- [Verifica la comprensione]
1. Nel testo sulla malattia di Vincenzo Locci, quanti giorni è rimasto in terapia intensiva?
2. Restituisci il tratto del testo su Vincenzo Locci che va da "Vincenzo Locci, 57" fino a "uscito dal tunnel.".

- [Estratto selezionato]
......
"Metà ottobre 2020. Ho iniziato a sentirmi male, qualche linea di febbre, stanchezza, sonnolenza. Sono finito in ospedale, al Santissima Trinità. Ci sono rimasto 40 giorni (17 in terapia intensiva), dopo la positività al Covid. Tremendo, terribile. Una esperienza difficile ma che mi ha dato tantissimo. In ospedale ho conosciuto la sofferenza, ma anche la grandezza dei nostri medici e dei nostri infermieri. Grandi professionalità, ma soprattutto tanta umanità".

Vincenzo Locci, 57 anni, racconta la sua esperienza col Covid. Tra gli anni Ottanta e Novanta è stato consigliere comunale di Sinnai col Partito comunista italiano, durante il mandato dei sindaci Paolo Tronci e Tarcisio Anedda. E' stato anche un buon calciatore (attaccante), con le maglie del Sinnai e del Villacidro. Dipendente della società del presidente del Cagliari Giulini, con lavoro ad Assemini, Locci, avverte ancora qualche strascico dopo essere uscito dal tunnel.

"Ho qualche problema ad un braccio, i movimenti delle dita sono ancora farraginosi. Affanno con facilità. Ma sto migliorando. Spero di recuperare tutte le mie forze al più presto. Ma credetemi, il Covid è terribile e lascia il segno".

Locci dopo il ritorno a casa (Foto Andrea Serreli)
Locci dopo il ritorno a casa (Foto Andrea Serreli)
Locci dopo il ritorno a casa (Foto Andrea Serreli)

Tutto è iniziato nell'ottobre dello scorso anno, in piena pandemia. Vincenzo Locci, racconta tutto con grandissima commozione. "Un giorno in rianimazione, mi è sembrato persino di vedere il mio babbo, morto a marzo di un anno fa. Mi sono anche confidato col sacerdote dell'ospedale, don Elenio. Gli ho raccontato quello che mi era sembrato di aver visto. Mi ha risposto: 'Gli angeli esistono'".

I giorni in ospedale sono trascorsi lenti, fra speranze e la paura di non farcela.
......
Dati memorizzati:
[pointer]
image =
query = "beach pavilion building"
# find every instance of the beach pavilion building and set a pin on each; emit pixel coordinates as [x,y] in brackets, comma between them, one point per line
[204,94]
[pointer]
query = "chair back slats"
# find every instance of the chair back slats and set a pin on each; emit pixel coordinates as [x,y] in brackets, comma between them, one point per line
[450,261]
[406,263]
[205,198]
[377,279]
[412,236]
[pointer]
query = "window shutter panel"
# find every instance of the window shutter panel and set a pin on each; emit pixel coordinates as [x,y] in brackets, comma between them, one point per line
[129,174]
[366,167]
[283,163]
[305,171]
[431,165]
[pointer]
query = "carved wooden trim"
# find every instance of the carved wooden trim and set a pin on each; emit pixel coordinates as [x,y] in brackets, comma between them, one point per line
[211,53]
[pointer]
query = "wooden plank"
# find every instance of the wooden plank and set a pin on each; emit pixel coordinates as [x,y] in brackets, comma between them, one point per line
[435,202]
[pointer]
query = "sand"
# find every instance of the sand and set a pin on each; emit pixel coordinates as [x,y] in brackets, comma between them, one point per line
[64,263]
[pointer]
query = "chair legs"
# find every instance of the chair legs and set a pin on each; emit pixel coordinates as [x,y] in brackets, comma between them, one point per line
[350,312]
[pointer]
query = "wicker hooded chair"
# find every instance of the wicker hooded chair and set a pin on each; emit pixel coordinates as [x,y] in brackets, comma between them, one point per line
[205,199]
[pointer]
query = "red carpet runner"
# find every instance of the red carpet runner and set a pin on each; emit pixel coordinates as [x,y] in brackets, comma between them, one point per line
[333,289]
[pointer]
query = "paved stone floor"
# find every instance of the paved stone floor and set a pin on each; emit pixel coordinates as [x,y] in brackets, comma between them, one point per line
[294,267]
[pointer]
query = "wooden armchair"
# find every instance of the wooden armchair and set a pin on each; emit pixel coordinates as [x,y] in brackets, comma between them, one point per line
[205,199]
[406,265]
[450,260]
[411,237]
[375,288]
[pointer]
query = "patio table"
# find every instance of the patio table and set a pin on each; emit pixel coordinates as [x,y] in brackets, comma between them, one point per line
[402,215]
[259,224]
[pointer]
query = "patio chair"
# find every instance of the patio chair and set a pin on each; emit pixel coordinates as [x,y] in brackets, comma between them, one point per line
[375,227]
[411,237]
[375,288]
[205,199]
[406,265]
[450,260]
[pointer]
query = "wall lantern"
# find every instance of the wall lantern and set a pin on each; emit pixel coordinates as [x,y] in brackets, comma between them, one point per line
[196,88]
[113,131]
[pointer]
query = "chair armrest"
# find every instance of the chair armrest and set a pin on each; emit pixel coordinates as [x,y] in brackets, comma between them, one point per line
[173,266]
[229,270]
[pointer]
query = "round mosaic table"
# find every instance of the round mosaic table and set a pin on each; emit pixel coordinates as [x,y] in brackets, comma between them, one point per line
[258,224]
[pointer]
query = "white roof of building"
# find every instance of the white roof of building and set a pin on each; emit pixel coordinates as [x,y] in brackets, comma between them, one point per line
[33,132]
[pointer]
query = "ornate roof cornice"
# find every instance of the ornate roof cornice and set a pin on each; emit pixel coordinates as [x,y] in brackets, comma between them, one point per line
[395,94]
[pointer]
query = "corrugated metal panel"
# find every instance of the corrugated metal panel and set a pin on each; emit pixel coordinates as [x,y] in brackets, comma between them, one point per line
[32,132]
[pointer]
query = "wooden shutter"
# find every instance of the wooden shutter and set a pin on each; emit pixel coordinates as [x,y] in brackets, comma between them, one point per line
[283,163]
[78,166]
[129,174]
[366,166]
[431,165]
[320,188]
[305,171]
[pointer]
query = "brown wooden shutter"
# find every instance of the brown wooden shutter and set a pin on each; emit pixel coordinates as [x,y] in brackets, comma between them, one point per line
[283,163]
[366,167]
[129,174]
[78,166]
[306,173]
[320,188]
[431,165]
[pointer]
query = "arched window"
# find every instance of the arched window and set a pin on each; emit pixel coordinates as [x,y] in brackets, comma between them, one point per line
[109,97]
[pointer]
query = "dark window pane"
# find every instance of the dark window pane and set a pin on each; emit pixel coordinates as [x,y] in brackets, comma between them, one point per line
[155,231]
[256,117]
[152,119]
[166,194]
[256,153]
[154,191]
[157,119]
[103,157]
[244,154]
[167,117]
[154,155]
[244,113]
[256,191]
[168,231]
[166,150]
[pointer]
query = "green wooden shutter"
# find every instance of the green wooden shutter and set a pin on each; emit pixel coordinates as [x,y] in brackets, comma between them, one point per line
......
- [Risposte per compito]
1. 17 giorni.

2.
Vincenzo Locci, 57 anni, racconta la sua esperienza col Covid. Tra gli anni Ottanta e Novanta è stato consigliere comunale di Sinnai col Partito comunista italiano, durante il mandato dei sindaci Paolo Tronci e Tarcisio Anedda. E' stato anche un buon calciatore (attaccante), con le maglie del Sinnai e del Villacidro. Dipendente della società del presidente del Cagliari Giulini, con lavoro ad Assemini, Locci, avverte ancora qualche strascico dopo essere uscito dal tunnel.